* _Textauszug_
───
Korpskommandant Marie-Pierre Kœnig (1944)

Marie-Pierre Kœnig (auch Koenig geschrieben[1], * 10. Oktober 1898 in Caen, Calvados; † 2. September 1970 in Neuilly-sur-Seine, Hauts-de-Seine) war ein französischer Heeresoffizier und Politiker. Im Zweiten Weltkrieg war er Kommandeur der Forces françaises libres in Nordafrika. Während der Befreiung Frankreichs befehligte er die Forces françaises de l’intérieur und wurde so zu einem Compagnon de la Libération.

Nach der Befreiung von Paris war er Militärgouverneur der Hauptstadt und nach Kriegsende von Juli 1945 bis 1949 Militärgouverneur der französischen Besatzungszone in Deutschland. Anschließend widmete er sich der Politik, war von 1951 bis 1958 gaullistischer Abgeordneter in der Nationalversammlung sowie 1954 und 1955 kurzzeitig Verteidigungsminister. Postum wurde ihm der Rang eines Marschalls von Frankreich verliehen.

Leben

Ein Relief in Kœnigs Geburtsstadt zeigt wichtige Stationen seines Lebens

Pierre Kœnigs Vater war ein Orgelbauer aus dem Elsass, seine Mutter kam aus der Normandie. In Caen wurde er katholisch erzogen.[2] Er besuchte das Collège Sainte-Maire und später das Lycée Malherbe in Caen. Unmittelbar nach seinem Baccalauréat trat er im Ersten Weltkrieg als 17-jähriger Kriegsfreiwilliger in das 36. Infanterieregiment ein. Im Februar 1918 wurde er Offizieranwärter und kehrte zurück zu seiner Fronteinheit. Im September 1918 wurde er ausgezeichnet und zum Sous-Lieutenant (entspricht dem deutschen Leutnant) befördert.

Nach dem Ersten Weltkrieg wurde er Berufsoffizier und diente bei den französischen Besatzungstruppen in Oberschlesien (1920–1922) und im Rheinland (1923–1929). Anschließend war er von 1929 bis 1939 als Offizier in Französisch-Marokko stationiert.[3]

Zweiter Weltkrieg

Bei Ausbruch des Zweiten Weltkrieges kehrte er nach Frankreich zurück, wo er als Major dem für Norwegen bestimmten französischen Expeditionskorps zugeteilt wurde. Während der deutschen Invasion nach Frankreich kämpfte er an der Küste der Normandie.[3] Von dort gelangte er nach dem Zusammenbruch der französischen Front im Juni 1940 in einem Fischerboot nach Großbritannien und schloss sich General de Gaulle und dessen Streitkräften des Freien Frankreich an. De Gaulle beförderte ihn zum Oberst und im Juli 1941 zum Brigadegeneral. Er wurde Stabschef der Ersten Division der frei-französischen Truppen in Palästina und nahm er an den Kämpfen in Syrien und im Libanon teil.
───
* _Bereitgestellte Einträge_
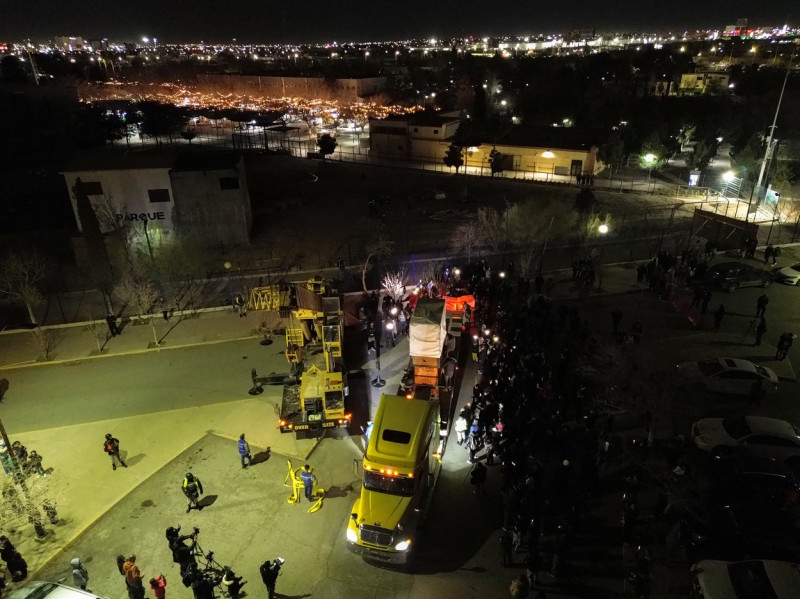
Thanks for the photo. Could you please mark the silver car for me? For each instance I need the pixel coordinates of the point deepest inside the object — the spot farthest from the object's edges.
(758, 435)
(38, 589)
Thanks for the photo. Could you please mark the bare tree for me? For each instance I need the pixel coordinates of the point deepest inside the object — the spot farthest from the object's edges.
(466, 238)
(142, 295)
(492, 227)
(20, 275)
(394, 281)
(377, 247)
(46, 341)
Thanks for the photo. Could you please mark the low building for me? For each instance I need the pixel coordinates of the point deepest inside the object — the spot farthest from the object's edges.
(425, 137)
(203, 194)
(706, 82)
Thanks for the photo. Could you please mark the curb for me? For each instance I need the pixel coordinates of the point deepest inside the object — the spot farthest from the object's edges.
(124, 353)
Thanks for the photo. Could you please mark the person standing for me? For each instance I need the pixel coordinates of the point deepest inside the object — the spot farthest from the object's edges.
(270, 570)
(308, 479)
(616, 319)
(244, 451)
(478, 478)
(761, 328)
(133, 578)
(111, 447)
(192, 488)
(761, 304)
(80, 577)
(159, 586)
(461, 428)
(784, 344)
(111, 321)
(719, 314)
(704, 303)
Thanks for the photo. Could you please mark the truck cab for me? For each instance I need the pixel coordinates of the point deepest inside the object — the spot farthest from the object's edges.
(401, 466)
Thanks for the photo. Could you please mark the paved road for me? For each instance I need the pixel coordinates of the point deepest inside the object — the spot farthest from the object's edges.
(115, 387)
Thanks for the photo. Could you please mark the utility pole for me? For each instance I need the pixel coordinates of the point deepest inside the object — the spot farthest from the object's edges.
(19, 477)
(770, 145)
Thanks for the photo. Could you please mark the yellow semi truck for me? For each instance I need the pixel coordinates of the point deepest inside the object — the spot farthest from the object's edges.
(401, 466)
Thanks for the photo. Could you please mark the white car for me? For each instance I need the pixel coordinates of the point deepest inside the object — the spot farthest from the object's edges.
(714, 579)
(729, 375)
(759, 435)
(790, 275)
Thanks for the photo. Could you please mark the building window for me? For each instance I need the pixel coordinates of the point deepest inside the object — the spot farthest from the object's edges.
(158, 195)
(92, 188)
(229, 182)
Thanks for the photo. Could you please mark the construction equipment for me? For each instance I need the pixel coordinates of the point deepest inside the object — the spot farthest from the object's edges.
(315, 389)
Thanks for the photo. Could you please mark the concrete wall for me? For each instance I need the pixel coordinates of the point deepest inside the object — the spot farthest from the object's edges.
(125, 196)
(215, 215)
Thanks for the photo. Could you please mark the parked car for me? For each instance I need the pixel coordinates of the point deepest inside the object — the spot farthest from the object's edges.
(758, 435)
(730, 276)
(789, 275)
(729, 375)
(749, 481)
(48, 590)
(713, 579)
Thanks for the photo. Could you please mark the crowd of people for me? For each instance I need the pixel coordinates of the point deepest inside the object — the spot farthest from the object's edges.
(516, 423)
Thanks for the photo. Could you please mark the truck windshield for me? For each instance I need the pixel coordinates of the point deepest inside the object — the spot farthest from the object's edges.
(389, 484)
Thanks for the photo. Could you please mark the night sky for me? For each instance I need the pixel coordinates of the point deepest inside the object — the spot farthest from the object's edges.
(176, 21)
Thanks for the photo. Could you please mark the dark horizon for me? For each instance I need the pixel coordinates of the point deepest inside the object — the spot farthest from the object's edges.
(318, 21)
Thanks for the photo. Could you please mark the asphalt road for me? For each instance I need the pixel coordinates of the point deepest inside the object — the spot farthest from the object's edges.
(115, 387)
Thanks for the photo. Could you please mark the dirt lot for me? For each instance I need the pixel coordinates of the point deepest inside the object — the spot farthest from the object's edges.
(318, 212)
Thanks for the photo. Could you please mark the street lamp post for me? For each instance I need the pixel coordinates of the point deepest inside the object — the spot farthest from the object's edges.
(228, 267)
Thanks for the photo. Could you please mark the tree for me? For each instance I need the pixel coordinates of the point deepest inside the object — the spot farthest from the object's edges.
(189, 134)
(20, 276)
(454, 157)
(704, 150)
(496, 161)
(612, 152)
(327, 144)
(394, 282)
(466, 238)
(377, 247)
(492, 227)
(142, 295)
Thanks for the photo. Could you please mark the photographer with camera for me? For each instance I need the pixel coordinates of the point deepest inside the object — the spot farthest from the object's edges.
(270, 570)
(192, 488)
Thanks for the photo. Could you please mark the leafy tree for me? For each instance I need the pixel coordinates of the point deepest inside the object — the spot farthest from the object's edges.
(377, 247)
(704, 150)
(492, 227)
(20, 276)
(496, 161)
(612, 152)
(454, 157)
(327, 144)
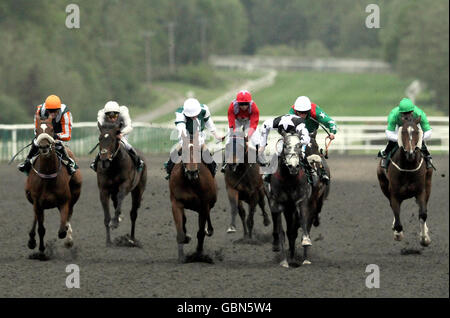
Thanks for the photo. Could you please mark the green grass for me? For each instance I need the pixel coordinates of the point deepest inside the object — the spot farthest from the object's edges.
(339, 94)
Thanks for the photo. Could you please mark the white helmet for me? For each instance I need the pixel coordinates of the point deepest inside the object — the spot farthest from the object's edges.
(191, 107)
(111, 106)
(302, 104)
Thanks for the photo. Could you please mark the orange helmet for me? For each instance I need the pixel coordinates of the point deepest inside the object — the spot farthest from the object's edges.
(52, 102)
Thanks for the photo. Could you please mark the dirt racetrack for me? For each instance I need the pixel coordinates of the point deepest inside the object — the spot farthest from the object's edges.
(355, 231)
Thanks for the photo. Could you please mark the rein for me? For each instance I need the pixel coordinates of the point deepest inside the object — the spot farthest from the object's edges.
(408, 170)
(49, 176)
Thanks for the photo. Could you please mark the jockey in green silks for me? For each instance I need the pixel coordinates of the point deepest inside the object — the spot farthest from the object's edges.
(394, 121)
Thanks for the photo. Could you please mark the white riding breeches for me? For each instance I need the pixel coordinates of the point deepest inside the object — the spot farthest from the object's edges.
(245, 125)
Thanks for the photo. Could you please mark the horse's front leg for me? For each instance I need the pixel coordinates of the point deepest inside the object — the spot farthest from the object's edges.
(396, 226)
(180, 221)
(422, 202)
(251, 213)
(115, 221)
(32, 234)
(262, 205)
(104, 199)
(41, 229)
(64, 214)
(233, 197)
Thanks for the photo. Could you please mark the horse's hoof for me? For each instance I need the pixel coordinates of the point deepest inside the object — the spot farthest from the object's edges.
(306, 241)
(284, 264)
(187, 239)
(398, 236)
(425, 241)
(32, 244)
(231, 229)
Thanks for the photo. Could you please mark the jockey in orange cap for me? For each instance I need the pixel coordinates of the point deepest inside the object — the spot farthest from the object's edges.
───
* _Deine Aufgabe_
Kannst du aus dem Text über Marie-Pierre Kœnig die Stelle von „Korpskommandant Marie-Pierre Kœnig“ bis „de la Libération.“ wortgetreu abschreiben? Die Einträge werden hierfür nicht gebraucht.

* _Lösung_
Korpskommandant Marie-Pierre Kœnig (1944)

Marie-Pierre Kœnig (auch Koenig geschrieben[1], * 10. Oktober 1898 in Caen, Calvados; † 2. September 1970 in Neuilly-sur-Seine, Hauts-de-Seine) war ein französischer Heeresoffizier und Politiker. Im Zweiten Weltkrieg war er Kommandeur der Forces françaises libres in Nordafrika. Während der Befreiung Frankreichs befehligte er die Forces françaises de l’intérieur und wurde so zu einem Compagnon de la Libération.